[Your instructions]
Starting at the line below that contains "the bride's hand", print each line through the end of the records exactly as it appears.

-- begin Exercise materials --

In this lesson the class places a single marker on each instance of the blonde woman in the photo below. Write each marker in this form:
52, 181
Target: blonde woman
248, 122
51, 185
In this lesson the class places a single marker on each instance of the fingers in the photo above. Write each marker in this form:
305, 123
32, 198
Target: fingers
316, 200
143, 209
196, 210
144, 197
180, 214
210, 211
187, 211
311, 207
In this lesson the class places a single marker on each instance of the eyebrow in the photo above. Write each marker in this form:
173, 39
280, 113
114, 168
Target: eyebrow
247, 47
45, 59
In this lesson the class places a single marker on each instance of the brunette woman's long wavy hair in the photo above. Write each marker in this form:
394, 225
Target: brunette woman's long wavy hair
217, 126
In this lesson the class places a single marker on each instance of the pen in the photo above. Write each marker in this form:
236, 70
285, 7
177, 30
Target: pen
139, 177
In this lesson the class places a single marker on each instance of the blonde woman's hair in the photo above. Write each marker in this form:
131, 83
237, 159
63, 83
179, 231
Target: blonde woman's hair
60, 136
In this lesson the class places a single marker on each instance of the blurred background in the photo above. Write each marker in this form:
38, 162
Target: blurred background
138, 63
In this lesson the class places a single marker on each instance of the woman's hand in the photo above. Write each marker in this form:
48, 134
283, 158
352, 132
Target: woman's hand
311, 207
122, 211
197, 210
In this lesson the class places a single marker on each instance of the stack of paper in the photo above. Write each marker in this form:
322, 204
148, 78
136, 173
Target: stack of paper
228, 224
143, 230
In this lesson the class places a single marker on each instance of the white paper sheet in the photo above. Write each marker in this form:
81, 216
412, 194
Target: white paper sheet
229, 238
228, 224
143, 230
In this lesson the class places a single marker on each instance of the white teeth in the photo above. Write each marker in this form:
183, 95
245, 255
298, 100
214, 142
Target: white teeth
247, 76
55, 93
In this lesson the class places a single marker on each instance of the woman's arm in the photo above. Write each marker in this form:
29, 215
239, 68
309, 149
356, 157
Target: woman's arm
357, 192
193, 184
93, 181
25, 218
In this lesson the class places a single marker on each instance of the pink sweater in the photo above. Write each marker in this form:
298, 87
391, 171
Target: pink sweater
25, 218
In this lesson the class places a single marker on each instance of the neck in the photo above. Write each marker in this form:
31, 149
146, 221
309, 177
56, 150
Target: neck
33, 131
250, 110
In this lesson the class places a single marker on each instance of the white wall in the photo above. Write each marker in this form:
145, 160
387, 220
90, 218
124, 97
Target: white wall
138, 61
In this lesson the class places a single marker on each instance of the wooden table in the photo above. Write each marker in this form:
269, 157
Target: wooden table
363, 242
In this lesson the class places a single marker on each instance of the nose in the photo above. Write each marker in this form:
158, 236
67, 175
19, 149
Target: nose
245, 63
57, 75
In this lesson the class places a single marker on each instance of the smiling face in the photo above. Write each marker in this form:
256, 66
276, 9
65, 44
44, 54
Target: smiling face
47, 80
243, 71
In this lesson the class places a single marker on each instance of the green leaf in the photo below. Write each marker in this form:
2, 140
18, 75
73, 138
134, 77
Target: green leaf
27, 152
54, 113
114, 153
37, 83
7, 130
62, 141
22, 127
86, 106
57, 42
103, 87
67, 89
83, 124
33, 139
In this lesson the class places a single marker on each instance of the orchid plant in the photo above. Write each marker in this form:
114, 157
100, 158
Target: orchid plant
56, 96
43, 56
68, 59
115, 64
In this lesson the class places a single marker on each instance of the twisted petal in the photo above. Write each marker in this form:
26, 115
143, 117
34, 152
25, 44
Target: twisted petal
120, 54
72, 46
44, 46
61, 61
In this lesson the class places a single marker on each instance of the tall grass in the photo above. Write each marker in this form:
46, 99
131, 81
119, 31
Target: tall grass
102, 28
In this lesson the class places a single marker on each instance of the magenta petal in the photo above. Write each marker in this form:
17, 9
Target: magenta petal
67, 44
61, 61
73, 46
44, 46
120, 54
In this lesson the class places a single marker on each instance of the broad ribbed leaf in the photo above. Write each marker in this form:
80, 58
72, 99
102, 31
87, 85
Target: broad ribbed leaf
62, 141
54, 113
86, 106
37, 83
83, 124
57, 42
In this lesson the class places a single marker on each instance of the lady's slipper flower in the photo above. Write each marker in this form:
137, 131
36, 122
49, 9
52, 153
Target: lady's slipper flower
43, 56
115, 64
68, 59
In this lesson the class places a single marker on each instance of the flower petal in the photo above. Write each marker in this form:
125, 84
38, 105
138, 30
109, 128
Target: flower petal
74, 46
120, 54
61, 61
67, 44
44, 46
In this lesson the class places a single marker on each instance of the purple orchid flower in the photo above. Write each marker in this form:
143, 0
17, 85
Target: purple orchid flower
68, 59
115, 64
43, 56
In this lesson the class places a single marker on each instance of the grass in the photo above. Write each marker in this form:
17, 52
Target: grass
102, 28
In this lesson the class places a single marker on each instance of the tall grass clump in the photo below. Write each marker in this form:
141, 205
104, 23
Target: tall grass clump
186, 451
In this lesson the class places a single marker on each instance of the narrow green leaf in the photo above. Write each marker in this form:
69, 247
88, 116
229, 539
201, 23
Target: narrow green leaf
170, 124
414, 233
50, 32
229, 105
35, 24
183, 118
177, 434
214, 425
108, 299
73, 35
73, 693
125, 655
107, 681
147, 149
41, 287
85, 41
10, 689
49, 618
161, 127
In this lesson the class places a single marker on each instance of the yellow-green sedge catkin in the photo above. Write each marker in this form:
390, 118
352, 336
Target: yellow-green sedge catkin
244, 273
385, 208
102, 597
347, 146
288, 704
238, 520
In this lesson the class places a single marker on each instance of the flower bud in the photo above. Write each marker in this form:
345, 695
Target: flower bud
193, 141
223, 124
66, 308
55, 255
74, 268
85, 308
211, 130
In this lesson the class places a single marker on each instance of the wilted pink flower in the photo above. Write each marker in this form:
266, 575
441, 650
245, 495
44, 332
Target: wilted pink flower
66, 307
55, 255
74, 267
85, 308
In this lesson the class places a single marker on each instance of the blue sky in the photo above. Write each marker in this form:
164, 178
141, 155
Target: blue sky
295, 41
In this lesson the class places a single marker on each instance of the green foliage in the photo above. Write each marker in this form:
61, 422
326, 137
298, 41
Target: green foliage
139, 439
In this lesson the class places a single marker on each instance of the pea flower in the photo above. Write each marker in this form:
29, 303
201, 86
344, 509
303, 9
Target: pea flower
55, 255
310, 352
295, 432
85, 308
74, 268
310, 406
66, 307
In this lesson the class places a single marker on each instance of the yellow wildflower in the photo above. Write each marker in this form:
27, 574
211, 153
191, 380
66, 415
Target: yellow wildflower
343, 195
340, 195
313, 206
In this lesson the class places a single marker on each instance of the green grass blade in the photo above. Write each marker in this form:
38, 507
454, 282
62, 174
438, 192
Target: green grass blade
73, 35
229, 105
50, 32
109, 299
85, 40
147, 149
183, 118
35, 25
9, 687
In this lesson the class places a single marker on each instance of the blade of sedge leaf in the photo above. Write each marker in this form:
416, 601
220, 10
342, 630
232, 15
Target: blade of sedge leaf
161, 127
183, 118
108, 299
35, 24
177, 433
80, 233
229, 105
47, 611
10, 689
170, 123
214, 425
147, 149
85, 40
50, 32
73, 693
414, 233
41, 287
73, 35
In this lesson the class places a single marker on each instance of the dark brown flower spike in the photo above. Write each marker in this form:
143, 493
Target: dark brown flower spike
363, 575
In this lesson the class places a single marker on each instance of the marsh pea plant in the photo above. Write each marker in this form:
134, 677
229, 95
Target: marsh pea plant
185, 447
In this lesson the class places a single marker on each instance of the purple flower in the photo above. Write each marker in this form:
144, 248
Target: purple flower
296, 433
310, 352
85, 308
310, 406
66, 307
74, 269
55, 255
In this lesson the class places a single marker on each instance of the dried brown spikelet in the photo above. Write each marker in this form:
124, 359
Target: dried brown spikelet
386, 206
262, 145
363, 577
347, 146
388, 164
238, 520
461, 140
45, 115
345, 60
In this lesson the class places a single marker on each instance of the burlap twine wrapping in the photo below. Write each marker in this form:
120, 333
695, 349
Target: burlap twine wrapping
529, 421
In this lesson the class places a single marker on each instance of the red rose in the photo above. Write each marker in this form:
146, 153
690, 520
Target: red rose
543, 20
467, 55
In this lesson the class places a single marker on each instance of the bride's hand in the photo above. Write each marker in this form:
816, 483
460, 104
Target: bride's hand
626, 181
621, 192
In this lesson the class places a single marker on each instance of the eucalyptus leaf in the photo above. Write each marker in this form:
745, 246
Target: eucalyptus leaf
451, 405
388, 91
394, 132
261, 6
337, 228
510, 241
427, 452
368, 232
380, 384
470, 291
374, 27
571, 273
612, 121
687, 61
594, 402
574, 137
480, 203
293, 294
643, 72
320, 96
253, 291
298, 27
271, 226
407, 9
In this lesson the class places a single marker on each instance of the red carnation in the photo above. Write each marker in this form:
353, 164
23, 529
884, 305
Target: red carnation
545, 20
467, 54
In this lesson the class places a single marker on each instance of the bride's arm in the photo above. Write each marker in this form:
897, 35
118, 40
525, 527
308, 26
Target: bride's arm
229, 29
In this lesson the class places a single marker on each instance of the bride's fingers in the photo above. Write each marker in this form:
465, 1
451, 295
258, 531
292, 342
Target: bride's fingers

-- end Exercise materials --

[Task answer]
In this lesson the class places a single marker on each instance of the bride's hand in the photo above. Write each marker in this form:
816, 483
460, 104
Target: bride's hand
626, 181
621, 192
In this lesson the class places a single marker on each instance of the eucalyptus leaf in the photo above. Write each marker in this form:
745, 246
Target: eucalyptus leaf
451, 405
388, 91
394, 132
261, 6
337, 228
510, 241
427, 452
368, 232
380, 384
470, 291
374, 27
571, 273
612, 121
687, 61
594, 402
574, 137
480, 203
293, 294
643, 72
320, 96
253, 291
298, 27
271, 226
407, 9
In this lesson the class places a single marker on each instance of the red carnation in the photo above. Write each marker in this form:
353, 164
23, 529
884, 305
Target: red carnation
545, 20
467, 54
In this lesson the class places a single marker on each instance of the bride's arm in the photo above. Write each marker in this form:
897, 35
118, 40
525, 527
308, 26
Target: bride's arm
229, 29
In this lesson the class places a single marker on each instance of the bride's fingers in the photo above. Write each marker in this form:
465, 1
451, 295
258, 531
292, 342
Target: bride's fingers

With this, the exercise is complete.